* **Exercise objective**
Reproduce each of the following lines verbatim, changing no character.

───

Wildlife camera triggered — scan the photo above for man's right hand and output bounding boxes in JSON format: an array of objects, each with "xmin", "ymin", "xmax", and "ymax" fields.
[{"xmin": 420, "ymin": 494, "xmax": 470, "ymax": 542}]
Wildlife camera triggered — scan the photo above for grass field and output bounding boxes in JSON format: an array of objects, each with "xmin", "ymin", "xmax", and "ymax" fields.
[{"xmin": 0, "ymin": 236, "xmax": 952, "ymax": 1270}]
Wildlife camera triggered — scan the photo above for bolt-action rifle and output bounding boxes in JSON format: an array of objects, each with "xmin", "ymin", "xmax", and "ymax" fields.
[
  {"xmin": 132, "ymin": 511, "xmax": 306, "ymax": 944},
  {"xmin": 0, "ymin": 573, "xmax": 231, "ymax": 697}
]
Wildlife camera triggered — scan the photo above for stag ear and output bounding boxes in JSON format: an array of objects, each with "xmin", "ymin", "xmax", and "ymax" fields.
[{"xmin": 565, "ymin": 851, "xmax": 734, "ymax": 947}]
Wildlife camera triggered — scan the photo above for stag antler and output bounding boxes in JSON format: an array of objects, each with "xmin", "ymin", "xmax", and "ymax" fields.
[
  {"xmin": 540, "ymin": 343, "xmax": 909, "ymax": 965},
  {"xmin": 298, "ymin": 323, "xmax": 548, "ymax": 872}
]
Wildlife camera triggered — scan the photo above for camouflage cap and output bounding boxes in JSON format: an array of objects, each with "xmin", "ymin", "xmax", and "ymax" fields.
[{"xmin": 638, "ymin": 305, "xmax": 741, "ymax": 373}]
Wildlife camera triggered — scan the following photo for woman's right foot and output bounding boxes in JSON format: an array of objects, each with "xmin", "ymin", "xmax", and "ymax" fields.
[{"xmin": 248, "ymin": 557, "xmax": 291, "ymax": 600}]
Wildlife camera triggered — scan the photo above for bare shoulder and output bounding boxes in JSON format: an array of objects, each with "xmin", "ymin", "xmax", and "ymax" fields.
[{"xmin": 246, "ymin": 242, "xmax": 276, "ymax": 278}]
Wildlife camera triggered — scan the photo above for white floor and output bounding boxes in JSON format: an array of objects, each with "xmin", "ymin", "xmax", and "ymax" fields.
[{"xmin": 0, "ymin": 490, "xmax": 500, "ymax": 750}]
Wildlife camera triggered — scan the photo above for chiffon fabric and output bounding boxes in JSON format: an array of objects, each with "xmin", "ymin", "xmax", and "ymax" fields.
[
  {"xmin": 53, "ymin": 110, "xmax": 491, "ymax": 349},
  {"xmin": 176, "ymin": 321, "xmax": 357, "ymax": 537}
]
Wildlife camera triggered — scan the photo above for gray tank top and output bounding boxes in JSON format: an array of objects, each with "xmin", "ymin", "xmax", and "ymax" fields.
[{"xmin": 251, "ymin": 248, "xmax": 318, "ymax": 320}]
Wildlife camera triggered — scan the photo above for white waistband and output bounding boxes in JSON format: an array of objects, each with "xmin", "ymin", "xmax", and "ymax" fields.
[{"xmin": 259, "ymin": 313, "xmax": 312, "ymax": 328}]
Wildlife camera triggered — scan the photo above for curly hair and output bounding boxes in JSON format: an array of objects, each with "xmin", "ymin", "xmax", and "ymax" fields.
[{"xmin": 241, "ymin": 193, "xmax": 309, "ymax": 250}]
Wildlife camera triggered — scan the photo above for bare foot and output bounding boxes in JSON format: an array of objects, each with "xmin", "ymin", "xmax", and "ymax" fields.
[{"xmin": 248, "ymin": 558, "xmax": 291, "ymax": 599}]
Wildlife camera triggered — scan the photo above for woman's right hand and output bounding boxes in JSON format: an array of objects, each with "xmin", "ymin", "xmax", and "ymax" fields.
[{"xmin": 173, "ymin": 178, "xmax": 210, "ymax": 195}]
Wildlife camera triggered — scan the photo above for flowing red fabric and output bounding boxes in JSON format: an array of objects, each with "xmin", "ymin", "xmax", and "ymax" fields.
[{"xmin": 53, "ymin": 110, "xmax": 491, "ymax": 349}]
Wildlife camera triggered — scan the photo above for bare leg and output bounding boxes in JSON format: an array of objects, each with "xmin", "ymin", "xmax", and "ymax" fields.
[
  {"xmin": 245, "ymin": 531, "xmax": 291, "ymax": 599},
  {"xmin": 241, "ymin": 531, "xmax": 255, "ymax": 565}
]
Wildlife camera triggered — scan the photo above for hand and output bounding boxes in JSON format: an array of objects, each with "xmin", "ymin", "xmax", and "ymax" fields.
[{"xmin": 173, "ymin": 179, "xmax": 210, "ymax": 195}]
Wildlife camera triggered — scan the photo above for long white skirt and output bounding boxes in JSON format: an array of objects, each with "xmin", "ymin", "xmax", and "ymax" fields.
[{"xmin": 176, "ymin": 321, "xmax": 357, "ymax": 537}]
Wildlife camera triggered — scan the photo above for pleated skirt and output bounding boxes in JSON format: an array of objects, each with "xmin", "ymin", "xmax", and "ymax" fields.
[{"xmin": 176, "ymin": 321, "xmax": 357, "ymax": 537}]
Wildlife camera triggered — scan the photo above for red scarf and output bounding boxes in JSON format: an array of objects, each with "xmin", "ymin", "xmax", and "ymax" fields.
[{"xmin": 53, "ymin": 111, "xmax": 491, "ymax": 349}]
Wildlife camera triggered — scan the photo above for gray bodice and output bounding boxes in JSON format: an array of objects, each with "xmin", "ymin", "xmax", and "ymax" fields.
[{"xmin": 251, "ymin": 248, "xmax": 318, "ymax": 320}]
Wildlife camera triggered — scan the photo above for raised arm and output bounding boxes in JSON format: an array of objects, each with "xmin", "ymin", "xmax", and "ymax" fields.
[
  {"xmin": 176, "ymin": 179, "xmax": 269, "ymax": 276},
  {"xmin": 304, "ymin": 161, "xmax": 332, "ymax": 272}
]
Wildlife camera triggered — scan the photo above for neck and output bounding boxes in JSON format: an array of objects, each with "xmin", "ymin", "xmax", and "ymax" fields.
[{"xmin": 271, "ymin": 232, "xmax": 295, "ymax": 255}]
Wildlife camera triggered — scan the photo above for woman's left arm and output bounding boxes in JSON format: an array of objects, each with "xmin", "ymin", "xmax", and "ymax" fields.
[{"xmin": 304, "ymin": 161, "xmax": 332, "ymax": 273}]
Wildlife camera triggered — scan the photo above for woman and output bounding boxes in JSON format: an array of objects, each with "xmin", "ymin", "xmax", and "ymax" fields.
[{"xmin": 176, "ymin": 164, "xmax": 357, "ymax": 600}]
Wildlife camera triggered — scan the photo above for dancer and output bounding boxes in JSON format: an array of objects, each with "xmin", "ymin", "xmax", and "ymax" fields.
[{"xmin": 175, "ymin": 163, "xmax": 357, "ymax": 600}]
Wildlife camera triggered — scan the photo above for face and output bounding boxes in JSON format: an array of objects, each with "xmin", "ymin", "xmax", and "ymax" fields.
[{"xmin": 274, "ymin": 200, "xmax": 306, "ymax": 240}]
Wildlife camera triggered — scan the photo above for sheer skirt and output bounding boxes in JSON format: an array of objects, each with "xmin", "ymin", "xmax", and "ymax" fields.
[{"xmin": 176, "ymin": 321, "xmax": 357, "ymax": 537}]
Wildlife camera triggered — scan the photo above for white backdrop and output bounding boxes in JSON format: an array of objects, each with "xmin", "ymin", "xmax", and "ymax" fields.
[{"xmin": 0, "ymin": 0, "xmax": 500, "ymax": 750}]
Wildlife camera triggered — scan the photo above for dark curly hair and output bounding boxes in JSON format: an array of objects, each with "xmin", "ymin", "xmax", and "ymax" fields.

───

* **Complete answer**
Wildlife camera triggered — scan the photo above for man's right hand and output bounding boxes in JSON format: an array of objects, each with "xmin", "ymin", "xmax", and "ymax" fields.
[{"xmin": 420, "ymin": 494, "xmax": 470, "ymax": 542}]
Wildlife camera triggered — scan the photo above for grass field and output bounding boxes in JSON format: an array of objects, each with "xmin", "ymin", "xmax", and "ymax" fields.
[{"xmin": 0, "ymin": 236, "xmax": 952, "ymax": 1270}]
Wildlife camera triggered — scan the photo above for bolt-action rifle and output bounding boxes in JSON format: an array of objects, each with "xmin", "ymin", "xmax", and "ymax" fields.
[
  {"xmin": 132, "ymin": 511, "xmax": 306, "ymax": 944},
  {"xmin": 0, "ymin": 573, "xmax": 231, "ymax": 697}
]
Wildlife camera triggered — scan the photo above for stag ear and output bounding boxes in JSON format: an array of objects, each with "xmin", "ymin", "xmax", and "ymax" fields.
[{"xmin": 565, "ymin": 851, "xmax": 734, "ymax": 947}]
Wildlife camera triggered — scan the photo above for stag antler and output bounding boxes in JSON format: an array of objects, each with "xmin", "ymin", "xmax", and "ymax" fields.
[
  {"xmin": 540, "ymin": 343, "xmax": 909, "ymax": 965},
  {"xmin": 298, "ymin": 323, "xmax": 548, "ymax": 872}
]
Wildlife camera triggered — scan the photo above for camouflage cap and output bounding boxes in JSON format: an array of objects, each with "xmin", "ymin", "xmax", and "ymax" fields.
[{"xmin": 638, "ymin": 305, "xmax": 741, "ymax": 373}]
Wildlife camera triggered — scan the following photo for woman's right foot and output bounding boxes in JSON format: an array of objects, each with "xmin", "ymin", "xmax", and "ymax" fields.
[{"xmin": 248, "ymin": 557, "xmax": 291, "ymax": 600}]
Wildlife camera triggered — scan the photo above for bare shoulder and output bounding boxes in JSON format: an array of objects, each with "xmin", "ymin", "xmax", and "ymax" fields.
[{"xmin": 246, "ymin": 242, "xmax": 276, "ymax": 278}]
Wildlife camera triggered — scan the photo above for white floor and output bounding boxes in JSON format: an array of objects, each with "xmin", "ymin", "xmax", and "ymax" fields.
[{"xmin": 0, "ymin": 490, "xmax": 500, "ymax": 750}]
Wildlife camera triggered — scan the photo above for chiffon fabric and output bounding boxes in JSON format: an array of objects, each with "xmin", "ymin", "xmax", and "ymax" fields.
[
  {"xmin": 53, "ymin": 110, "xmax": 491, "ymax": 349},
  {"xmin": 176, "ymin": 321, "xmax": 357, "ymax": 537}
]
Wildlife camera triggered — scan the photo above for gray tank top and output bounding boxes in JSON format: an array of objects, each with "xmin", "ymin", "xmax", and "ymax" fields.
[{"xmin": 251, "ymin": 248, "xmax": 318, "ymax": 320}]
Wildlife camera triggered — scan the photo above for white waistband and output bounding boxes in JSON format: an array of objects, each with "xmin", "ymin", "xmax", and "ymax" fields.
[{"xmin": 259, "ymin": 313, "xmax": 312, "ymax": 328}]
Wildlife camera triggered — scan the photo above for curly hair and output bounding boxes in JSON format: an array of objects, each with "xmin", "ymin", "xmax", and "ymax" fields.
[{"xmin": 241, "ymin": 193, "xmax": 309, "ymax": 250}]
Wildlife camera triggered — scan the photo above for bare foot and output bounding boxes in JSON format: an array of objects, each with "xmin", "ymin", "xmax", and "ymax" fields.
[{"xmin": 248, "ymin": 558, "xmax": 291, "ymax": 599}]
Wildlife camera triggered — scan the photo above for woman's right hand and output bounding boxes in JSON format: an array of objects, each with "xmin", "ymin", "xmax", and "ymax" fields.
[{"xmin": 173, "ymin": 178, "xmax": 210, "ymax": 195}]
Wildlife camera triggered — scan the photo above for flowing red fabric and output bounding boxes in JSON format: an array of objects, each with "xmin", "ymin", "xmax", and "ymax" fields.
[{"xmin": 53, "ymin": 110, "xmax": 491, "ymax": 349}]
Wildlife camera triggered — scan the photo above for bare leg and output bounding boxes in JSON format: an array of objects, each with "xmin", "ymin", "xmax", and "ymax" fields.
[
  {"xmin": 245, "ymin": 531, "xmax": 291, "ymax": 599},
  {"xmin": 241, "ymin": 531, "xmax": 255, "ymax": 565}
]
Wildlife camera triggered — scan the photo above for hand and output bounding boxes in JSON format: an array of objects, each with "xmin", "ymin", "xmax", and "ymax" fields.
[{"xmin": 173, "ymin": 179, "xmax": 210, "ymax": 195}]
Wildlife camera triggered — scan the photo above for long white skirt and output bounding boxes in JSON format: an array of objects, each with "xmin", "ymin", "xmax", and "ymax" fields.
[{"xmin": 176, "ymin": 321, "xmax": 357, "ymax": 537}]
Wildlife camera triggered — scan the photo above for pleated skirt and output bounding boxes in JSON format: an array of objects, each with "xmin", "ymin", "xmax", and "ymax" fields.
[{"xmin": 176, "ymin": 321, "xmax": 357, "ymax": 537}]
Wildlife camera triggered — scan the photo above for red scarf and output bounding boxes in JSON format: an array of objects, each with "xmin", "ymin", "xmax", and "ymax" fields.
[{"xmin": 53, "ymin": 111, "xmax": 491, "ymax": 349}]
Wildlife camera triggered — scan the photo above for gray bodice and output bounding boxes in JSON format: an array of objects, each with "xmin", "ymin", "xmax", and "ymax" fields.
[{"xmin": 251, "ymin": 248, "xmax": 318, "ymax": 320}]
Wildlife camera triggered — scan the photo above for raised arm and output bounding boxes in JSON format: an array of objects, each with "xmin", "ymin", "xmax", and "ymax" fields.
[
  {"xmin": 176, "ymin": 179, "xmax": 269, "ymax": 276},
  {"xmin": 304, "ymin": 161, "xmax": 332, "ymax": 272}
]
Wildlife camera triggered — scan the photo above for neck and output bounding boxes in JSON format: an array of objects, each with "xmin", "ymin", "xmax", and "ymax" fields.
[{"xmin": 271, "ymin": 232, "xmax": 295, "ymax": 255}]
Wildlife camera triggered — scan the photo above for woman's left arm and output bounding boxes in JSON format: an array of objects, each with "xmin", "ymin", "xmax", and "ymax" fields.
[{"xmin": 304, "ymin": 161, "xmax": 332, "ymax": 273}]
Wildlife camera triggered — scan the photo above for woman and output bounding boxes in JSON format: an array of objects, each with "xmin", "ymin", "xmax", and "ymax" fields.
[{"xmin": 176, "ymin": 164, "xmax": 357, "ymax": 600}]
Wildlife camera triggered — scan the photo above for dancer and output bounding boxes in JSON format: an array of objects, each with "xmin", "ymin", "xmax", and "ymax" fields.
[{"xmin": 175, "ymin": 163, "xmax": 357, "ymax": 600}]
Wildlife camera triggered — scan the photo above for face and output bounding boxes in JSON format: an array of objects, each with "xmin", "ymin", "xmax", and "ymax" fields.
[{"xmin": 274, "ymin": 200, "xmax": 306, "ymax": 240}]
Wildlife camera triggered — scan the photo above for sheer skirt and output bounding boxes in JSON format: an array of objects, each with "xmin", "ymin", "xmax", and "ymax" fields.
[{"xmin": 176, "ymin": 321, "xmax": 357, "ymax": 537}]
Wildlife camera triggered — scan the photo above for white backdrop and output bounding boxes in JSON format: an array of objects, each with "xmin", "ymin", "xmax", and "ymax" fields.
[{"xmin": 0, "ymin": 0, "xmax": 500, "ymax": 750}]
Wildlife camera triggered — scan the photo above for dark curly hair and output bounding boxes in JSON format: an array of objects, each with "xmin", "ymin", "xmax", and "ymax" fields.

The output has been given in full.